The records below are to be output exactly, except for their pictures.

Data for this task section start

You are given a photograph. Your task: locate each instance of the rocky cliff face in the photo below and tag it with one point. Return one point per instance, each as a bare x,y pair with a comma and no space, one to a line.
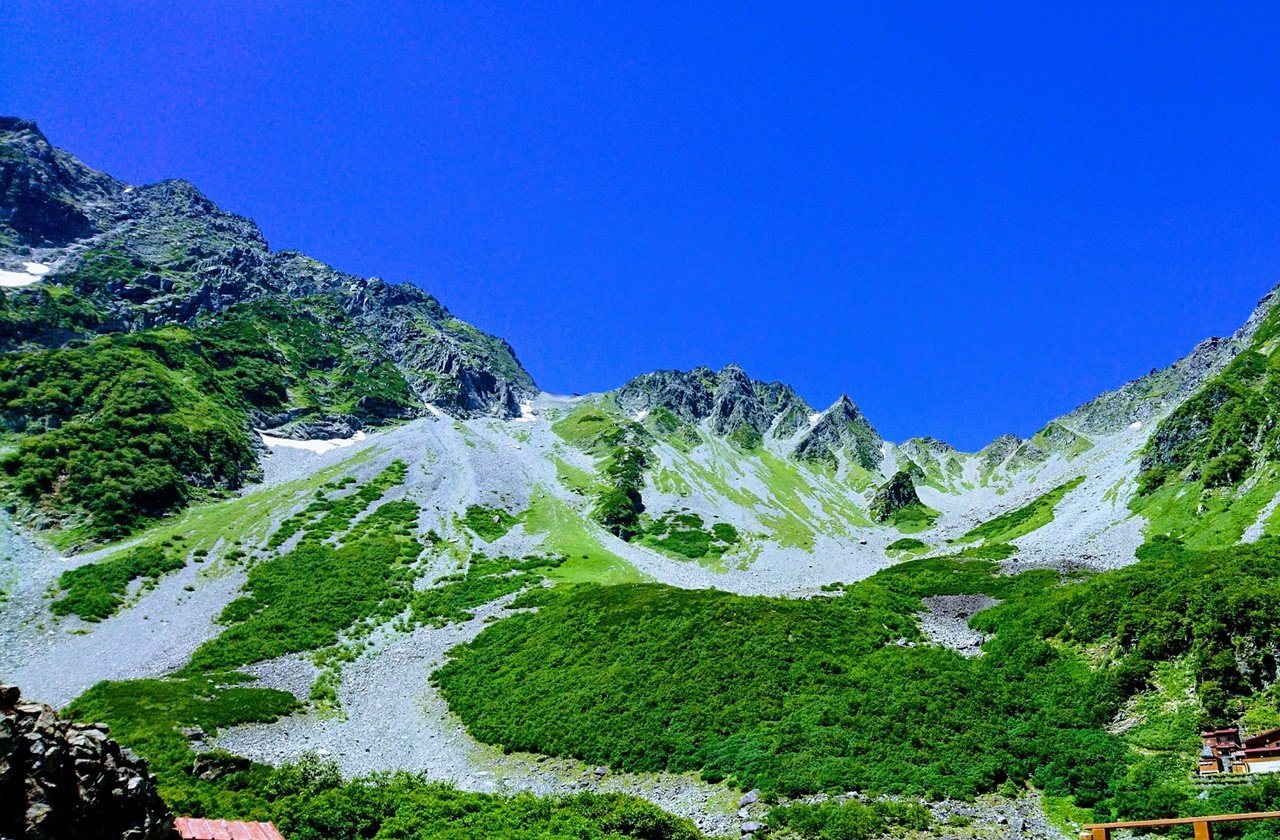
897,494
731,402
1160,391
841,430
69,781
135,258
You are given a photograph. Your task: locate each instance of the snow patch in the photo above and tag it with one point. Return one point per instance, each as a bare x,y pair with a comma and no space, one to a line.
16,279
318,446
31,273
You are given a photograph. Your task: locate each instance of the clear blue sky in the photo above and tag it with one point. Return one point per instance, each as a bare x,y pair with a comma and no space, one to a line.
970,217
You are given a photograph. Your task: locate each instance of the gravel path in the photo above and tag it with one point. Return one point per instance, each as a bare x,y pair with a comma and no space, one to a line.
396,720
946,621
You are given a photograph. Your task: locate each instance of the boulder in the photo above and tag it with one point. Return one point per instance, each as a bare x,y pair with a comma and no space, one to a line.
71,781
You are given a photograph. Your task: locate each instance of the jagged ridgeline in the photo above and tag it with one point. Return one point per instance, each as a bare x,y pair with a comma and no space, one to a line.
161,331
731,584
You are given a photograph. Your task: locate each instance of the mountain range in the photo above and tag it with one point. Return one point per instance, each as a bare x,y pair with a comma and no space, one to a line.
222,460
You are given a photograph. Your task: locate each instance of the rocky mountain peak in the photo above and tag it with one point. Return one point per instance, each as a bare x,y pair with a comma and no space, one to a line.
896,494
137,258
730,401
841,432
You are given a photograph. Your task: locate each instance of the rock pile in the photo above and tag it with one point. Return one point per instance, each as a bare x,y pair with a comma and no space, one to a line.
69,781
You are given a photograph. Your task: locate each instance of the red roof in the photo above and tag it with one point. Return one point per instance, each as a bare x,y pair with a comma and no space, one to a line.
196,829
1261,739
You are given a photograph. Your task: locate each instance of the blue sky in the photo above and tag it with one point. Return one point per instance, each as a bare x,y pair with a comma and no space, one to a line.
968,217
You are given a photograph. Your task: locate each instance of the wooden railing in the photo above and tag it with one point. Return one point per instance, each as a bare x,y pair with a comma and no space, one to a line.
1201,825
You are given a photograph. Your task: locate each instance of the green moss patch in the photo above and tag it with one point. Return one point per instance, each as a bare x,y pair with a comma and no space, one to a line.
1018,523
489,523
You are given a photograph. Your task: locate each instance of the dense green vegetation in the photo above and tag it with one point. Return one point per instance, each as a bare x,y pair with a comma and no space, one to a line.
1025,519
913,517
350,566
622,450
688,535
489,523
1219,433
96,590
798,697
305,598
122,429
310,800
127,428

Data for this task section end

> Finished exercise
You are given a photograph. Your task: locate each instance of the rocky cliff face in the photo below and tag it with one point. Return one point per instance, each as a bare x,y pair with a comma and no space, one to a line.
897,494
731,402
1160,391
841,430
69,781
135,258
You are given a photograph. Your task: locate each instance of the snow patch in the photo above and tag it with one point. Return one point per instance, each as a bare x,y pair with a comma and no space, one to a line.
16,279
318,446
31,273
You are given a photograph. Your task: locate each instance of the clear blue sky in the photo above and tag it with one point. Return one point per instance, each as a bare x,y pair with a comma and no space, one to a line.
970,217
You are given a photograph. Your task: locate each instance of the gravel path in the photo above and tag it with one point. Return one point per instance, each as a bare x,y pair with a comma and no space, one to a line.
396,720
946,621
You are given a photograph. Your task: locate each instance of the boulder in the photo above and tag it with one point. Return one point per instance, each as a bare x,y pair with a comma and no space, one to a line.
71,781
You are given a photograph. Your task: locate each instance of the jagged ridgeline in the photo above and tag it with one point. Return one point per instance, each as a bare x,y pair with a comma and no space, one to a line.
161,331
731,584
You are given a photograph. Your task: locate each instance of the mountain range in the photo above and tag it with one point. Return one point per instance, each as a bare x,y pair with a comma and no space, one to a line.
222,460
You are given a photograph. Your task: locate each instance of the rocky mountain peak in the photo above and tag it with one point. Return one point per instance, each as a bare x,y pair with a comma and no space, one to a line.
896,494
137,258
730,401
841,432
You are given a photograph. Your task: locate each instance of the rock pile in the photo above and tag it with one point. Return one point per instance, each as a bare x,y pair with a comma and no space, one to a line.
69,781
You are given a photograph. Your task: locate each instance of the red roof in the photo above and tag it with one point. Return one point per instance, each as a bare x,y pair with a comma and no space, one to a line.
196,829
1261,739
You are given a photograph. Your task: locate each instance of the blue sky in the photo above and tag it with one point. Return one point per instance, each as a bare x,y pair with a comma and no space, one to a line.
968,217
You are given a photograph. Your task: locate each instance of the wooden railing in the photo above and tag it with one point. Return one point per instance, each as a bare x,y pair with a comma and no space, one to a line.
1201,825
You are given a photograph. Your task: locate each instance of the green moss patch in the photo above and tag it with one point. Return one point per instance, each as a bare x,y pair with a comma and no space, one to a line.
1018,523
489,523
You are given a photograph. Your task: locate each instance of the dense green vegetation in the photo above and tag it with one point. Return one point per instance, each as a bare x,y pair with a comma and no space, one to a line.
1025,519
913,517
350,566
622,450
688,535
489,523
1219,433
96,590
798,697
305,598
122,429
310,800
127,428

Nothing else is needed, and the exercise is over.